━━ Provided text ━━

- Born: 1975 (age 50–51)
- Other name: Damp Gnat
- Occupations: Animator, game designer
- Website: dampgnat.com

= Reece Millidge =

British game designer

Reece Millidge (born 1975) is a Brighton-based British Flash and mobile game developer, also known under the pseudonym Damp Gnat, which is also the name of his (one-man) studio. He is best known for the games Wonderputt, which was a finalist for the Independent Games Festival Excellence in Visual Art award, and Icycle. Millidge was named a "Breakthrough Brit" at the 2014 BAFTAs.

==Life and career==
Millidge's father was himself an independent game developer, releasing and self-publishing a single game for the BBC Micro in the 1980s, when Millidge was only 7 years old. Millidge was an early fan of video games, finding himself especially spellbound by the game Exile for the BBC Micro at the age of 13, which also inspired him to make his first own game together with a friend for the Amiga 500. The game was eventually released under the name Odyssey in 1995 by publisher Audiogenic for the Amiga 500/600/1200. A fan letter sent to Peter Irvin, the co-creator of Exile, led to some work at the studio Frontier Developments, where Millidge worked as an artist on the 32X game Darxide (1996).

━━━
━━ Raw data ━━

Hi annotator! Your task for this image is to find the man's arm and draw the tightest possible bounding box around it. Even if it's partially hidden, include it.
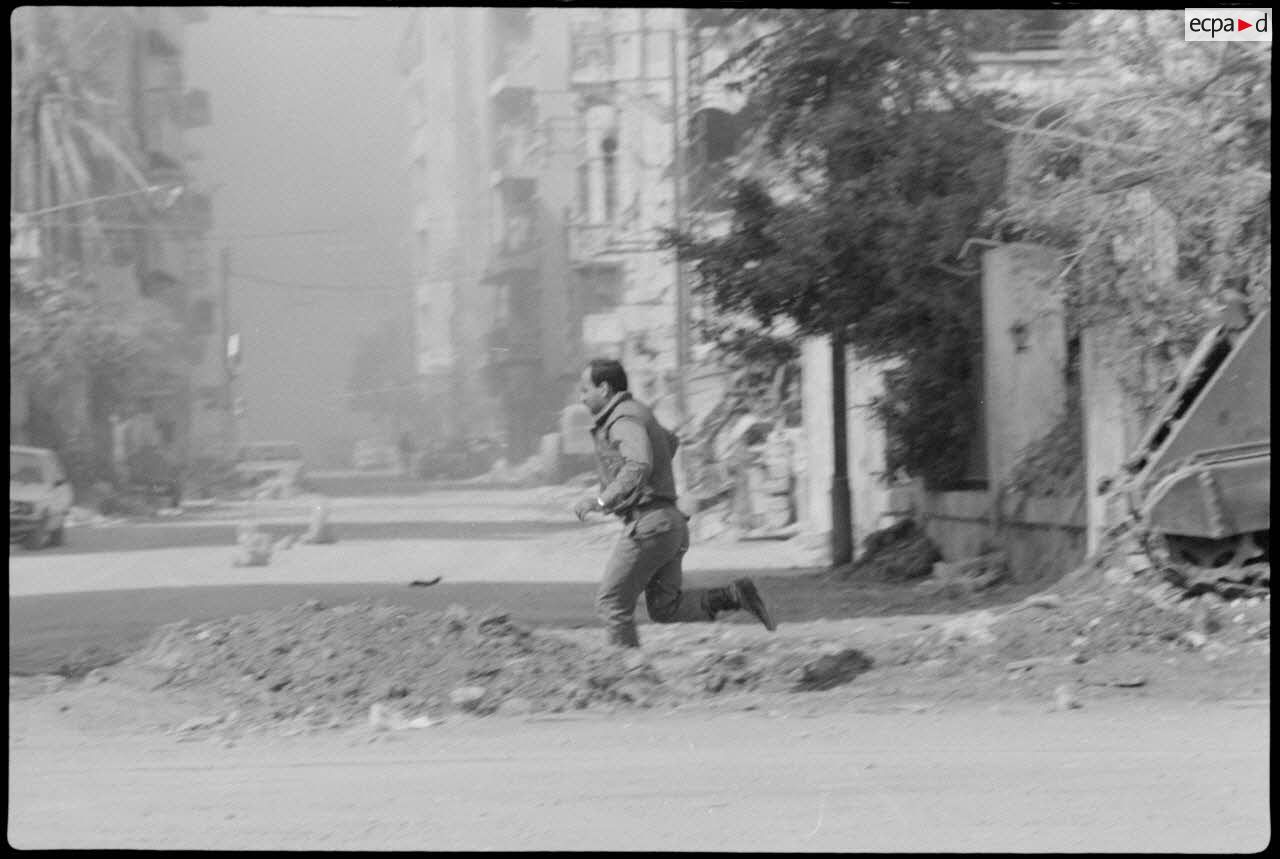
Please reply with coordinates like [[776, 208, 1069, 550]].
[[600, 417, 653, 512]]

━━━

▶ [Requirement] Return the full Reece Millidge text verbatim, from the opening line to the end.

▶ [Response below]
- Born: 1975 (age 50–51)
- Other name: Damp Gnat
- Occupations: Animator, game designer
- Website: dampgnat.com

= Reece Millidge =

British game designer

Reece Millidge (born 1975) is a Brighton-based British Flash and mobile game developer, also known under the pseudonym Damp Gnat, which is also the name of his (one-man) studio. He is best known for the games Wonderputt, which was a finalist for the Independent Games Festival Excellence in Visual Art award, and Icycle. Millidge was named a "Breakthrough Brit" at the 2014 BAFTAs.

==Life and career==
Millidge's father was himself an independent game developer, releasing and self-publishing a single game for the BBC Micro in the 1980s, when Millidge was only 7 years old. Millidge was an early fan of video games, finding himself especially spellbound by the game Exile for the BBC Micro at the age of 13, which also inspired him to make his first own game together with a friend for the Amiga 500. The game was eventually released under the name Odyssey in 1995 by publisher Audiogenic for the Amiga 500/600/1200. A fan letter sent to Peter Irvin, the co-creator of Exile, led to some work at the studio Frontier Developments, where Millidge worked as an artist on the 32X game Darxide (1996).